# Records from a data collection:
☆ ☆ ☆ ☆

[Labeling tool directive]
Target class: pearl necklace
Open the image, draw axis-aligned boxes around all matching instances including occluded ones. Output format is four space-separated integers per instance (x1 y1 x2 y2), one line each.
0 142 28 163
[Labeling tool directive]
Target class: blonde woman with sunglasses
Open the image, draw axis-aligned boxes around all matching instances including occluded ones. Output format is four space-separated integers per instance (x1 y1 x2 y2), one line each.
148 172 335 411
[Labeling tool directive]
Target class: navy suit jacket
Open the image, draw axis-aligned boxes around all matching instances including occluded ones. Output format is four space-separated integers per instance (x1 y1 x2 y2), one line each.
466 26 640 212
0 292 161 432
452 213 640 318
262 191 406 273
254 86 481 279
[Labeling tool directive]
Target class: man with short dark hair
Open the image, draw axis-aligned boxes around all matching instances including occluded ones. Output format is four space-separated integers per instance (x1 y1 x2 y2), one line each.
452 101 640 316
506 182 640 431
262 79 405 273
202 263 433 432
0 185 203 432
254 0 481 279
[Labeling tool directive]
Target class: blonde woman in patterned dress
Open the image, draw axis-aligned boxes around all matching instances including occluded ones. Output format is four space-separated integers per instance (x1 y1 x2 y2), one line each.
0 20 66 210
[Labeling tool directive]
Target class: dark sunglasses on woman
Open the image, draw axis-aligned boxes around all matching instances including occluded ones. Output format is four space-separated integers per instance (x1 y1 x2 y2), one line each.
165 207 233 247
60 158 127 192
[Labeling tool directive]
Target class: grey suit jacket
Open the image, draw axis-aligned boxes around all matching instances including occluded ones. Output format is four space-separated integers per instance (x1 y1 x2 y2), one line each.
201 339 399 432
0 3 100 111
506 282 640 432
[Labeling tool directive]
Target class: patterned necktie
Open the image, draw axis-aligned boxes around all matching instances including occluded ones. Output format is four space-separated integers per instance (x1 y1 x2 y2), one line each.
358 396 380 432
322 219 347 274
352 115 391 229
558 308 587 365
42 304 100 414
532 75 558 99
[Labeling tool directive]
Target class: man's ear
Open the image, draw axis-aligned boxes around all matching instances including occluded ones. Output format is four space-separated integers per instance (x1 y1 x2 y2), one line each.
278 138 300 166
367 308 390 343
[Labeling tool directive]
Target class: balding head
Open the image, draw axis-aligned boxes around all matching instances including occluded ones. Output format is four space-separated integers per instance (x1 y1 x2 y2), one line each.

☆ ☆ ☆ ☆

# Exercise instructions:
Turn every line of the data above into one numbered list, skipping any blank lines.

# Correct response:
1. [Labeling tool directive]
2. Target class: pearl necklace
3. Open the image, draw axis-aligned boxes around all matching instances including occluded ones. Output format is four space-separated integers per instance (x1 y1 x2 y2), one line each.
4. 0 142 28 163
5. [Labeling tool directive]
6. Target class: blonde woman with sunglasses
7. Open the image, draw axis-aligned boxes around all matching instances including occluded ones. Output format is four space-separated integers per instance (x1 y1 x2 y2), one line each.
8. 148 172 335 411
9. [Labeling tool directive]
10. Target class: navy suit jacket
11. Open the image, draw axis-aligned boxes around all matching instances including occluded ones. Output format is four space-separated integers per instance (x1 y1 x2 y2), one line each.
12. 466 26 640 212
13. 0 292 161 432
14. 452 213 640 318
15. 262 191 406 273
16. 254 86 481 279
17. [Labeling tool directive]
18. Target class: man with short dark hair
19. Open the image, draw axis-aligned boxes around all matching instances including occluded ones. Output format is four space-separated integers per instance (x1 y1 x2 y2), one line each.
20. 452 101 640 316
21. 506 182 640 431
22. 262 79 405 273
23. 202 263 433 432
24. 0 185 203 432
25. 254 0 481 279
26. [Labeling tool directive]
27. Target class: blonde woman in patterned dress
28. Open the image, draw axis-aligned boxes around all matching instances including occluded ones. Output format is four space-separated integers per instance (x1 y1 x2 y2), one line each.
29. 0 20 66 210
30. [Labeling tool directive]
31. Target class: dark sunglasses on woman
32. Open the image, draw axis-aligned boxes around all matching instances including occluded ones. Output format is four space-separated integers per instance (x1 y1 x2 y2), one line each.
33. 165 207 233 247
34. 60 158 127 192
35. [Labeling tool directive]
36. Target class: grey suit jacket
37. Open the image, draw axis-aligned boxes around all matching instances including occluded ones. Output format is four space-separated integers per instance (x1 y1 x2 y2), one line each.
38. 201 339 399 432
39. 0 3 100 111
40. 506 282 640 432
41. [Labeling tool directive]
42. Target class: patterned necktie
43. Open the image, draw axis-aligned boxes around all matching instances including occluded ones. Output format is four space-separated integers per instance (x1 y1 x2 y2), one line each.
44. 358 396 380 432
45. 322 219 347 274
46. 352 115 391 229
47. 558 308 587 365
48. 42 304 100 414
49. 532 75 558 99
50. [Labeling tool directive]
51. Target class: man's ear
52. Open the image, draw axis-aligned boxes around all matching instances including occluded ones. Output format is four space-separated integers per instance (x1 y1 x2 y2), one line each.
53. 278 138 300 166
54. 367 308 390 343
55. [Labeling tool directive]
56. Target class: balding head
57. Open the image, draw axis-aligned boxes around all matching instances including occluded ones. Output format is four space-separated integers per instance (x1 y1 x2 y2), one line each.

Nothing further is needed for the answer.